GIVEN PROBLEM:
Find every line in the records below that contains the string "veil", matching case exactly, and copy each of those lines.

----- MATERIAL SHOWN

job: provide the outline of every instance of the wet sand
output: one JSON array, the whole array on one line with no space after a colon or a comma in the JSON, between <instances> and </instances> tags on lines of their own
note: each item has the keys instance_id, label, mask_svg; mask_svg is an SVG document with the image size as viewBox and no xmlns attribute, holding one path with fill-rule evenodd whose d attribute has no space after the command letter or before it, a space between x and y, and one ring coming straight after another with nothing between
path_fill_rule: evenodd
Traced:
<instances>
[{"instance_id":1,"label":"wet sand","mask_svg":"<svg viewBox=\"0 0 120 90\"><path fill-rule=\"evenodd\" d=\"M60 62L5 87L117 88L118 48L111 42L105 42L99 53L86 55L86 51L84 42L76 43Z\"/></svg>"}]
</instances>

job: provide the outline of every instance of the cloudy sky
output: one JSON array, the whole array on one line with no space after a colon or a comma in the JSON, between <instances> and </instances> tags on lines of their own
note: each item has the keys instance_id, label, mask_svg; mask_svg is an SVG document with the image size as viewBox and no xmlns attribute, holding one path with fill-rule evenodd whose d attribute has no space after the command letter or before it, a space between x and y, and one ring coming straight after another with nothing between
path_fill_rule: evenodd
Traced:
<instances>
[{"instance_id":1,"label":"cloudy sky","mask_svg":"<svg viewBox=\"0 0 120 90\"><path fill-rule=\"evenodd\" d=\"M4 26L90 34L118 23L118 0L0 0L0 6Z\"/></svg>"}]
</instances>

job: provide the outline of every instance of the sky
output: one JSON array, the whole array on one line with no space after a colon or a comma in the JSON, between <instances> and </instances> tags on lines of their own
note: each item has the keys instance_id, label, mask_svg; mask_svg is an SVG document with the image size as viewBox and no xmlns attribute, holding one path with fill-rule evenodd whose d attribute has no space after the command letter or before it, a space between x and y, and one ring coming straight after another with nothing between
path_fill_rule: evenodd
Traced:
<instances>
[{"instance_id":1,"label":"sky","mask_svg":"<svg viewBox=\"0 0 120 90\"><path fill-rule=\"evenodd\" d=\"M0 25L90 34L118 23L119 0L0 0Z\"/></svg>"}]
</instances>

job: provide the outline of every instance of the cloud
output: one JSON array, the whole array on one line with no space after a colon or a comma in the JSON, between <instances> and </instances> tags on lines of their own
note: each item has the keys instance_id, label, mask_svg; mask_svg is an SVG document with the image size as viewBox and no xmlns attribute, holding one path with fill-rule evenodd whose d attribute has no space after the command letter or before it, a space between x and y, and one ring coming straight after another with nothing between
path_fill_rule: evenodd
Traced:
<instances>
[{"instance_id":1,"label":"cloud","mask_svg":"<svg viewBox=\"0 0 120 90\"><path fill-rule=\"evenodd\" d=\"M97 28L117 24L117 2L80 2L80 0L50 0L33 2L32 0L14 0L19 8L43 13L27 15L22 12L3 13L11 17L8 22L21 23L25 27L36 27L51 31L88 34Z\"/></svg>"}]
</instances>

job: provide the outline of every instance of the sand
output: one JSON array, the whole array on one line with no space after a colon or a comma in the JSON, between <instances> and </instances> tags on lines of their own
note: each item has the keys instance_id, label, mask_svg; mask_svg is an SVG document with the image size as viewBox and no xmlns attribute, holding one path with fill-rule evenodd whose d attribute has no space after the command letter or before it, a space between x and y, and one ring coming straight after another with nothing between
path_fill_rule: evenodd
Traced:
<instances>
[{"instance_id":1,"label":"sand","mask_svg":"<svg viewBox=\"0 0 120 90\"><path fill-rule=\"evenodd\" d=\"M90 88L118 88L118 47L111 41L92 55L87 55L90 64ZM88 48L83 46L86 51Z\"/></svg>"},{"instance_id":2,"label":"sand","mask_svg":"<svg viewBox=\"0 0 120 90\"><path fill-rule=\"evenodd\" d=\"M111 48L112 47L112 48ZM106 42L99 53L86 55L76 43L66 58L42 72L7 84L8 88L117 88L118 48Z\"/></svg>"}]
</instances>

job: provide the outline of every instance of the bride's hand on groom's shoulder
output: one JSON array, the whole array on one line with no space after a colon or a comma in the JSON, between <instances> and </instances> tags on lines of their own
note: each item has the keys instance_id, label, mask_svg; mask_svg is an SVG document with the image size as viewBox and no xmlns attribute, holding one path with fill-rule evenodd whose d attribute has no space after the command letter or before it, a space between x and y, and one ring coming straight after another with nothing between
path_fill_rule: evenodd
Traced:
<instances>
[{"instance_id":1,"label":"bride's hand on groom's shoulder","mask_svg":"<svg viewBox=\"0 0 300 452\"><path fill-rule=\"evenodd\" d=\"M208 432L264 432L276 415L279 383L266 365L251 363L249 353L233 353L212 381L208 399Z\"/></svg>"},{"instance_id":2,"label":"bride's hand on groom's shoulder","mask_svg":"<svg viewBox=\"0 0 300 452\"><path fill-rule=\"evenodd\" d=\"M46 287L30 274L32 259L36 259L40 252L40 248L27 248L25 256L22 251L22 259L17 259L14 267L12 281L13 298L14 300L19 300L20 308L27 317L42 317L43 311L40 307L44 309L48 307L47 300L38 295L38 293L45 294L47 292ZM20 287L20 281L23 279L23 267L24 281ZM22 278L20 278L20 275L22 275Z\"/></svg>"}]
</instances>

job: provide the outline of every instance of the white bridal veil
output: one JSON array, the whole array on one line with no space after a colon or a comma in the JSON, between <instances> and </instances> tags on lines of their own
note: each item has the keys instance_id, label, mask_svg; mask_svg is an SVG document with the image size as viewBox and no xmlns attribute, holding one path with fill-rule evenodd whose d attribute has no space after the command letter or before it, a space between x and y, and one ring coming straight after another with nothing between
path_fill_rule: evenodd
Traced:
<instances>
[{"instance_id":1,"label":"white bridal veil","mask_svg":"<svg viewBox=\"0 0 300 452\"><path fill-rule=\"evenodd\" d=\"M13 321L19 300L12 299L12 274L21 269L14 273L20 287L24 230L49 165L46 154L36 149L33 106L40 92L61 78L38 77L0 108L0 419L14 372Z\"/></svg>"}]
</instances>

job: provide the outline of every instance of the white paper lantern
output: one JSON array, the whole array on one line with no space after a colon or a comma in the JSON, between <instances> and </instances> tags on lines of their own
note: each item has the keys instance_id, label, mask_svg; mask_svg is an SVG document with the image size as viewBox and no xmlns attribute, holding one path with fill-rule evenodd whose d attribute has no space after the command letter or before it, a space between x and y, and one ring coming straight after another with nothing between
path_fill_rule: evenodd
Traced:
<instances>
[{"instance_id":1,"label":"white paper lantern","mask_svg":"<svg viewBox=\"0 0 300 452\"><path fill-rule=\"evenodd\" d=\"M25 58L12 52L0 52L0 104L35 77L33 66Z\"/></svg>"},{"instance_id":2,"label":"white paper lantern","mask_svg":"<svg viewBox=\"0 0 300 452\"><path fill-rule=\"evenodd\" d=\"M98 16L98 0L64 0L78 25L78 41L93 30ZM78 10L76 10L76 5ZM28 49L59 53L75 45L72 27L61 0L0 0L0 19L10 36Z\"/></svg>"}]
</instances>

----------

OUTPUT OF THE EXERCISE:
job: provide the outline of every instance of the white bridal veil
[{"instance_id":1,"label":"white bridal veil","mask_svg":"<svg viewBox=\"0 0 300 452\"><path fill-rule=\"evenodd\" d=\"M13 321L19 300L12 299L12 274L21 269L14 273L20 287L24 230L49 165L46 154L36 149L33 106L40 92L61 78L38 77L0 108L0 419L14 372Z\"/></svg>"}]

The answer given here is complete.